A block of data
━━━━━━━━━━━━━━━━━━━━

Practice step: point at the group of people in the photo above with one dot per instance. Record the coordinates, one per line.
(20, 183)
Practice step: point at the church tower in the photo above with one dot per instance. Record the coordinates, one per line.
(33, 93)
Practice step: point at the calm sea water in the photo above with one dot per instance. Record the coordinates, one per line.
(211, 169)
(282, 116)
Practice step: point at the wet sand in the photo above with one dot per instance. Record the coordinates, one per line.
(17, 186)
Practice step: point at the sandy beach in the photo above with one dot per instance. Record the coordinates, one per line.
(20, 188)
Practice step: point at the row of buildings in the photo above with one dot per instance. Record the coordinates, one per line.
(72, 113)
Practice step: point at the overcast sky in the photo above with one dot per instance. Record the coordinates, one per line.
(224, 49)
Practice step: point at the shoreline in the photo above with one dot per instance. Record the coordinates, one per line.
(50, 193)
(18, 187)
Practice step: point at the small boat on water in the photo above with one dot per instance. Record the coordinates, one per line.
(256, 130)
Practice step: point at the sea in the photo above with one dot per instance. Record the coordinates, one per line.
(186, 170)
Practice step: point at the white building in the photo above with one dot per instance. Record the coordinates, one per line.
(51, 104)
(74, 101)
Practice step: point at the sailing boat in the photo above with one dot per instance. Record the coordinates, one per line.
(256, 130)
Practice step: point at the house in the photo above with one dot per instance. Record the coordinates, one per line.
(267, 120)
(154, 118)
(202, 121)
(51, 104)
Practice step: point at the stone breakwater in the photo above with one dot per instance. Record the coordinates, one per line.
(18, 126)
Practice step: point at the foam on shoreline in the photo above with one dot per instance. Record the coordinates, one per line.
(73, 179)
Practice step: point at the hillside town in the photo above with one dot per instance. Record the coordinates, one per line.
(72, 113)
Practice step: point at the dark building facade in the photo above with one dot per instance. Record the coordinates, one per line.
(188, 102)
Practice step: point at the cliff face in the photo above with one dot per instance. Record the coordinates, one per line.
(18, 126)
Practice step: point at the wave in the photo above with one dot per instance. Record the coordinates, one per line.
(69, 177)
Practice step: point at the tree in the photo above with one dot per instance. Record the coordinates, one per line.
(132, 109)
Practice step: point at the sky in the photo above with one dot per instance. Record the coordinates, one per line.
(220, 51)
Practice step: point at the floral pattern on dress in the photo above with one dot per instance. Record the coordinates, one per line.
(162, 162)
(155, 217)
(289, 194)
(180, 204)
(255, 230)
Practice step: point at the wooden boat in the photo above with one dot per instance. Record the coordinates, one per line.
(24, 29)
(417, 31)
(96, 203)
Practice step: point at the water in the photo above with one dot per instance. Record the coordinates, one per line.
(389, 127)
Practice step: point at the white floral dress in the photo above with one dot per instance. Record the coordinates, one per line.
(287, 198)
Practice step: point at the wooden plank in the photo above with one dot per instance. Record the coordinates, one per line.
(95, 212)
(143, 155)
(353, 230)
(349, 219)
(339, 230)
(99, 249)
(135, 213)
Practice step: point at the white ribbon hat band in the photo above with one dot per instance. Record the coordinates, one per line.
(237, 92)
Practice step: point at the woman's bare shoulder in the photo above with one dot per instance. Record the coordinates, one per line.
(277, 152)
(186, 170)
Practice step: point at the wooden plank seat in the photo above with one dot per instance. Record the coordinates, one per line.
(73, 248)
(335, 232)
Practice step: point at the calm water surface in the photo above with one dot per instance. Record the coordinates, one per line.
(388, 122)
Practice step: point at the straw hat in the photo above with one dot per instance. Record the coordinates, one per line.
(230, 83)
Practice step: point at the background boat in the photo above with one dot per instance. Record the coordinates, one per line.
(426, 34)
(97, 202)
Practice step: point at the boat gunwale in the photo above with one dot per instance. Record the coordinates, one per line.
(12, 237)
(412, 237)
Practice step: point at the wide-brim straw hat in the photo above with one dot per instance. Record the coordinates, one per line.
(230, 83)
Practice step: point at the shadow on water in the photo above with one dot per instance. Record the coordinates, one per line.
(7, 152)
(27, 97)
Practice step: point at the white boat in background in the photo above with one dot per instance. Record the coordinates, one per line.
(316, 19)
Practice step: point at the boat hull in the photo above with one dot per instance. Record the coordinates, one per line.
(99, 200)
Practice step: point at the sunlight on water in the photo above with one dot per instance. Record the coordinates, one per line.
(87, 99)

━━━━━━━━━━━━━━━━━━━━

== To do ==
All lines from the one that contains "Practice step: point at the wide-brim" through the end of the material are to be quoted exactly, with both ends included.

== Result ==
Practice step: point at the wide-brim straw hat in the photo above with one dot per instance. Record the coordinates, one per line.
(230, 83)
Practice step: point at the shadow on water in the photo above with one dot per instance. Record the coordinates, one per line.
(7, 152)
(27, 97)
Practice step: point at the white boat in background in the photo above with one dot per instance. Record the coordinates, one per line.
(316, 19)
Practice step: point at the boat hull in the photo above with one dot per instance. Record the coordinates, one per line.
(99, 200)
Practice step: point at the sunlight on water in the photo above with one dot per instance. Record the coordinates, one per line.
(87, 99)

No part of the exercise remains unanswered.